• **DIRECTIONS**
Format the items from the very beginning through the line containing "(0, 617), (607, 1080)" as a JSON list of strings, one string per line, with blank lines omitted.

====

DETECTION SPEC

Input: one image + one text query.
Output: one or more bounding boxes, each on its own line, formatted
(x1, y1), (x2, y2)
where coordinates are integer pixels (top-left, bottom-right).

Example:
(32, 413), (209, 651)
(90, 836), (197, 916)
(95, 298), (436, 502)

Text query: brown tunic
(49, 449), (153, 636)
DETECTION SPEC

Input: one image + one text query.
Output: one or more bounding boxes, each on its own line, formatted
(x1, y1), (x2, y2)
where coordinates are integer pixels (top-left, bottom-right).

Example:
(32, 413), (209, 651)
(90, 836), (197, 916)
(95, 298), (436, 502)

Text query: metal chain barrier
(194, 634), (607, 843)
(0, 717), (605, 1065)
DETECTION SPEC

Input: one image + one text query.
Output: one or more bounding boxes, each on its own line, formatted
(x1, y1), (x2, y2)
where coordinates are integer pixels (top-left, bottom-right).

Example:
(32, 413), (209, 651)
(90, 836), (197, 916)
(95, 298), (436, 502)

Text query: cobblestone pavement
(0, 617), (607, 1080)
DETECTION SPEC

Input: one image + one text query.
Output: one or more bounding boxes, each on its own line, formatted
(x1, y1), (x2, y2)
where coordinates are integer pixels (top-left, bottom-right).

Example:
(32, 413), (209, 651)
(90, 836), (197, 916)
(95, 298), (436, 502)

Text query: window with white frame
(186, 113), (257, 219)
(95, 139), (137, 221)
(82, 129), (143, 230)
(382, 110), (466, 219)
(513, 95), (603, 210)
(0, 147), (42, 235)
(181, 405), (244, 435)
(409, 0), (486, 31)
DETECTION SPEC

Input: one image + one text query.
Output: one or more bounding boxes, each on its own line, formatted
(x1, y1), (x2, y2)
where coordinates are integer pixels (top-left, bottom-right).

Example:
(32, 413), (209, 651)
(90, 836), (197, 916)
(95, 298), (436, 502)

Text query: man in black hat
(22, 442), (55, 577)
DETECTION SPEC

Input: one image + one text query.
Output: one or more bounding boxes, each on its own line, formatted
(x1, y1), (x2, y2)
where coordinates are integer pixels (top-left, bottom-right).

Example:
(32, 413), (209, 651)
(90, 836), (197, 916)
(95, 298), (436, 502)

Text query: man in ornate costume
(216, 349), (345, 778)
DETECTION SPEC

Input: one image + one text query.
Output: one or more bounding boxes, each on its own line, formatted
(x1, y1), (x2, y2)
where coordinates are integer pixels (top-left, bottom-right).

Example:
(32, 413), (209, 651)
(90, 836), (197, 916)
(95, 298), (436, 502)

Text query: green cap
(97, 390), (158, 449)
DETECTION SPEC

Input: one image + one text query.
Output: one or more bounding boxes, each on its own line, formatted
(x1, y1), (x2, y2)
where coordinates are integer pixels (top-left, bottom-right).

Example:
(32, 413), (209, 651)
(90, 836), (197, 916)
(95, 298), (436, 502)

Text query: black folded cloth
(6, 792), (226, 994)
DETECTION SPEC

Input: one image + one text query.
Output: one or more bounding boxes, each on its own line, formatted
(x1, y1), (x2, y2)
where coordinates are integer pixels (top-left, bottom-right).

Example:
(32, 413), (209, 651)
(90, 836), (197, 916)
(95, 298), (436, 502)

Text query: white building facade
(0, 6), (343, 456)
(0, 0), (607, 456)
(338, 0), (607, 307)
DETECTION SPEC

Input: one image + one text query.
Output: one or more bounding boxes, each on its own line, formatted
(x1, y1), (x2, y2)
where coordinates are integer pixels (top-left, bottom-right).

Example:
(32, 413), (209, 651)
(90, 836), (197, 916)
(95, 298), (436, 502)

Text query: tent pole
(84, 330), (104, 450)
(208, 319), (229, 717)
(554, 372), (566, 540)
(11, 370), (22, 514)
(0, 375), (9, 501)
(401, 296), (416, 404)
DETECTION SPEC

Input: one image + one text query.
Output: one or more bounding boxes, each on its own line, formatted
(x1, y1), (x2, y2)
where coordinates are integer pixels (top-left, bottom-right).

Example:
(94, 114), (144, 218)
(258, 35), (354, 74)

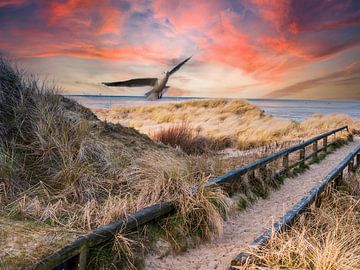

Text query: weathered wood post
(283, 154), (289, 174)
(300, 148), (305, 168)
(334, 171), (343, 187)
(323, 136), (327, 153)
(259, 164), (267, 180)
(313, 141), (318, 161)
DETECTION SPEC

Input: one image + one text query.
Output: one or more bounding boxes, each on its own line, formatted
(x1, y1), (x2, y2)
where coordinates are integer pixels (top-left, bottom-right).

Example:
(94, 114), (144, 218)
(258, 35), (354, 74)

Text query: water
(68, 95), (360, 121)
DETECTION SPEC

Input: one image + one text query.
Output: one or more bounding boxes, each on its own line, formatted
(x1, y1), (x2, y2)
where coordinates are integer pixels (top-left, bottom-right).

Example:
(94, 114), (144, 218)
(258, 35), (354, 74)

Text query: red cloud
(153, 0), (221, 31)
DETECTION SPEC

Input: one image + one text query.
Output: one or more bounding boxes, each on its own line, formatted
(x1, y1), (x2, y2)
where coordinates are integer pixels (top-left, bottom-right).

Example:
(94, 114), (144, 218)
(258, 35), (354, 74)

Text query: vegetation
(94, 99), (360, 149)
(238, 173), (360, 270)
(150, 122), (231, 155)
(0, 60), (354, 269)
(0, 60), (227, 267)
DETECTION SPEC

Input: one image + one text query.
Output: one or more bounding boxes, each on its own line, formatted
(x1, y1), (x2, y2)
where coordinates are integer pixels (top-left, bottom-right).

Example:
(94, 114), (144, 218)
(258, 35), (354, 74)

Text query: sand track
(145, 138), (360, 270)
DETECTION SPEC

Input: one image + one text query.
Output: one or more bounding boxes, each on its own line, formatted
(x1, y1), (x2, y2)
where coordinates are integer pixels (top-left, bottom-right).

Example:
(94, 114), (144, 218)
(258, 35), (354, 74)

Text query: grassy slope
(94, 99), (360, 149)
(0, 61), (229, 269)
(238, 172), (360, 270)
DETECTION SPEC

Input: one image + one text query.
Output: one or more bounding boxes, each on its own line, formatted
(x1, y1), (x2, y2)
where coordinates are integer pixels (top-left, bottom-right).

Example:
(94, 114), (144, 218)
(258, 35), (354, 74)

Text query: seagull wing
(169, 56), (191, 75)
(102, 78), (157, 87)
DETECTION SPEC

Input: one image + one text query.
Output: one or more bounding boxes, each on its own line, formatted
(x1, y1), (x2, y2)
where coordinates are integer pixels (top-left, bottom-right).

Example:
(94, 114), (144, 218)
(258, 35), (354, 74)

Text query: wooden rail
(33, 126), (349, 270)
(231, 142), (360, 266)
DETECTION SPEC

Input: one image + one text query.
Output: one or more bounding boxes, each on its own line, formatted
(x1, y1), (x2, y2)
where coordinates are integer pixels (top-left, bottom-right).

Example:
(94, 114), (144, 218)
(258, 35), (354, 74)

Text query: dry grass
(150, 122), (231, 155)
(93, 99), (360, 149)
(239, 173), (360, 270)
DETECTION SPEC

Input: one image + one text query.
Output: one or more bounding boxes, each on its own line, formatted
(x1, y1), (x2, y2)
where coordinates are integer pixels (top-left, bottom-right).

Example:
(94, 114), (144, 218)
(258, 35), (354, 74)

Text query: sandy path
(145, 139), (360, 270)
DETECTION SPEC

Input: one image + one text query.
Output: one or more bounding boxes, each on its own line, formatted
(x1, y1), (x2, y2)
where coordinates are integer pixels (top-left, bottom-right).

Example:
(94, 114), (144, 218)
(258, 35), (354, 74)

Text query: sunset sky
(0, 0), (360, 99)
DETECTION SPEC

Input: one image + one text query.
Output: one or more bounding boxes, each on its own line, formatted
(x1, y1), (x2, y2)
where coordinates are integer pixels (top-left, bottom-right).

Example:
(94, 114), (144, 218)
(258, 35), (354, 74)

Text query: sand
(145, 138), (360, 270)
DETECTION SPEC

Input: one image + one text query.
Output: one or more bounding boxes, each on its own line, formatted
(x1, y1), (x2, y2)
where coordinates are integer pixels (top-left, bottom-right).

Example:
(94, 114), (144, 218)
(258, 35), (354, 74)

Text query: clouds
(0, 0), (360, 99)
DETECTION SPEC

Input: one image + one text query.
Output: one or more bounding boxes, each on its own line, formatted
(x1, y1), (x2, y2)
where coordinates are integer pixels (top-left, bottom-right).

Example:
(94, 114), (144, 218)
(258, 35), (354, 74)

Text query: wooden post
(313, 141), (318, 160)
(259, 164), (267, 178)
(334, 171), (343, 187)
(300, 148), (305, 167)
(79, 245), (89, 270)
(323, 137), (327, 153)
(348, 160), (354, 174)
(283, 154), (289, 173)
(248, 170), (255, 179)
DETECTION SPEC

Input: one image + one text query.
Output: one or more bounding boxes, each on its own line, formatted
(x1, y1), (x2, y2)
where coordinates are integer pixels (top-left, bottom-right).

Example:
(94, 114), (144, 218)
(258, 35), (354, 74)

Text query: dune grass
(0, 60), (231, 264)
(93, 99), (360, 149)
(238, 173), (360, 270)
(0, 60), (354, 269)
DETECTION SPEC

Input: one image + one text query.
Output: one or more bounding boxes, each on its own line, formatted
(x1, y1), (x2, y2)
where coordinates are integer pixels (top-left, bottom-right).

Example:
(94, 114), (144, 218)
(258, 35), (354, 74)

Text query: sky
(0, 0), (360, 100)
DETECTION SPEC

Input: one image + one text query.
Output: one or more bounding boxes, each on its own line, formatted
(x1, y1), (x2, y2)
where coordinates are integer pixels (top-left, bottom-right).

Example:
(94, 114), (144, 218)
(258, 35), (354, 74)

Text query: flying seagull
(102, 56), (191, 100)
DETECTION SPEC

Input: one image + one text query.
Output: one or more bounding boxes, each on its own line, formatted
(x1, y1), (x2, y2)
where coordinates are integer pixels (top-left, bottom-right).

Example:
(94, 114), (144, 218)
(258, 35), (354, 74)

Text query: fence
(231, 142), (360, 266)
(34, 126), (349, 270)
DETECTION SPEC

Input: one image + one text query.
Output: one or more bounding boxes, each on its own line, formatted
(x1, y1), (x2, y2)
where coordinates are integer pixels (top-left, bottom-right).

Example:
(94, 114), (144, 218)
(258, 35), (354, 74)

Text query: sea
(66, 95), (360, 121)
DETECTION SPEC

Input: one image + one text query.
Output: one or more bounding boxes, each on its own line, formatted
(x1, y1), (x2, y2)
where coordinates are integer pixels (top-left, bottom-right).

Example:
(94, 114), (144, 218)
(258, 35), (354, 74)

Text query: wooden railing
(231, 142), (360, 269)
(34, 126), (348, 270)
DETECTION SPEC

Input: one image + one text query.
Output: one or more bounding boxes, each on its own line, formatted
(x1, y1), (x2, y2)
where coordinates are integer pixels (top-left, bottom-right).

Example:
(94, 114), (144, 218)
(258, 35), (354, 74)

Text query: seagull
(102, 56), (191, 100)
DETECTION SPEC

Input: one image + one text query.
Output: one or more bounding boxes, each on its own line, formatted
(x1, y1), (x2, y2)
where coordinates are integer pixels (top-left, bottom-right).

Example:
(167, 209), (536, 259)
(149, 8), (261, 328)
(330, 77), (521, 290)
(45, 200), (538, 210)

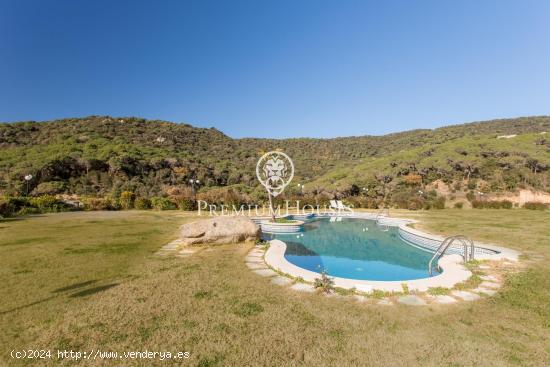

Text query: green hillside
(0, 116), (550, 207)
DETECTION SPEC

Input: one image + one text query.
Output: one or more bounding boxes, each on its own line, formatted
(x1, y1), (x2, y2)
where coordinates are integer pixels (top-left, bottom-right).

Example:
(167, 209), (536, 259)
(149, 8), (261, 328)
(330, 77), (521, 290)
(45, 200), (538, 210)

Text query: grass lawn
(0, 209), (550, 367)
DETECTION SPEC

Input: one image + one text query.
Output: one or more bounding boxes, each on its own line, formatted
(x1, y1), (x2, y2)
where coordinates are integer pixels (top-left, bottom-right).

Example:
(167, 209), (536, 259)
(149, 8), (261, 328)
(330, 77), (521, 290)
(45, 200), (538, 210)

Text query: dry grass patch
(0, 210), (550, 367)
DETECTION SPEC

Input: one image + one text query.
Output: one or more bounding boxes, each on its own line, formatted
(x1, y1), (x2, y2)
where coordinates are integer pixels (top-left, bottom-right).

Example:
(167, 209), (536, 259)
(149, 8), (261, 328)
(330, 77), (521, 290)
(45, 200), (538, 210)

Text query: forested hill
(0, 116), (550, 197)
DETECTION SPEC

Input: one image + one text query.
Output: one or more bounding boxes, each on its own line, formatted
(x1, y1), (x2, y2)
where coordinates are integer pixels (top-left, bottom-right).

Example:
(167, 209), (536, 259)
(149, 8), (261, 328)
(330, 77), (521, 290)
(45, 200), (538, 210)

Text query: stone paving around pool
(245, 245), (521, 306)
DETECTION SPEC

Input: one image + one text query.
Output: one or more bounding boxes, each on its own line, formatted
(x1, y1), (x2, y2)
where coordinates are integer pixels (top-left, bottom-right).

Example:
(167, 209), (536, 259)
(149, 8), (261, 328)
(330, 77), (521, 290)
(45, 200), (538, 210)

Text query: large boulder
(180, 217), (260, 245)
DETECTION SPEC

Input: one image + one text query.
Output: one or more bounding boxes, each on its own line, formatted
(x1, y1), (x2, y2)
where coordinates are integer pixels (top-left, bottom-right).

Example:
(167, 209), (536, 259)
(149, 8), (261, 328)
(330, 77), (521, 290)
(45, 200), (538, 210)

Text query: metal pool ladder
(428, 235), (475, 276)
(376, 208), (390, 232)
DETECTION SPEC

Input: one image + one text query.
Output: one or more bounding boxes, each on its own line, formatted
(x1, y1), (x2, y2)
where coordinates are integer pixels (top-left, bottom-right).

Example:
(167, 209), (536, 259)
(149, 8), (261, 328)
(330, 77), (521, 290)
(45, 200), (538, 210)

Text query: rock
(290, 283), (315, 293)
(430, 295), (456, 305)
(472, 287), (497, 296)
(245, 263), (267, 270)
(397, 295), (426, 306)
(252, 269), (277, 277)
(271, 276), (292, 285)
(451, 291), (481, 301)
(180, 217), (260, 245)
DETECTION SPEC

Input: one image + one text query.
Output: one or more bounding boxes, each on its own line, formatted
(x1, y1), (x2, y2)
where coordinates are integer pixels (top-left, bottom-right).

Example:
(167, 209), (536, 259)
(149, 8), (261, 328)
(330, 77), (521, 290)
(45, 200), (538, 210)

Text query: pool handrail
(428, 235), (475, 276)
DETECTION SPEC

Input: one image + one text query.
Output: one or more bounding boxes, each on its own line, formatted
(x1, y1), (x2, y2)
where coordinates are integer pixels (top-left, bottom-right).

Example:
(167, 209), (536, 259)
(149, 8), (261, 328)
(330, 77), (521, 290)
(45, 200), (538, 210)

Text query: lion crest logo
(256, 152), (294, 197)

====

• **OUTPUT**
[
  "DETECTION SPEC",
  "Input: one image + one text query.",
  "Output: one or more bounding boxes, each on its own line, formatted",
  "(x1, y1), (x2, y2)",
  "where coordinates are integer pixels (top-left, bottom-right).",
  "Example:",
  "(32, 413), (209, 651)",
  "(90, 836), (197, 916)",
  "(95, 298), (436, 502)",
  "Text query: brown tunic",
  "(49, 449), (153, 636)",
  "DETECTION SPEC",
  "Input: one image + one text query.",
  "Output: one or more bounding boxes, each on its own line, formatted",
  "(x1, y1), (x2, y2)",
  "where coordinates are integer pixels (top-left, bottom-right).",
  "Example:",
  "(32, 413), (209, 651)",
  "(90, 836), (197, 916)",
  "(95, 298), (436, 502)",
  "Text query: metal chain barrier",
  "(194, 634), (607, 843)",
  "(0, 717), (605, 1065)",
  "DETECTION SPEC",
  "Input: one image + one text query.",
  "Output: one or more bounding boxes, each on its own line, formatted",
  "(x1, y1), (x2, y2)",
  "where coordinates are integer pixels (top-left, bottom-right).",
  "Example:",
  "(32, 413), (209, 651)",
  "(90, 836), (197, 916)",
  "(95, 298), (436, 502)",
  "Text query: cobblestone pavement",
  "(0, 617), (607, 1080)"
]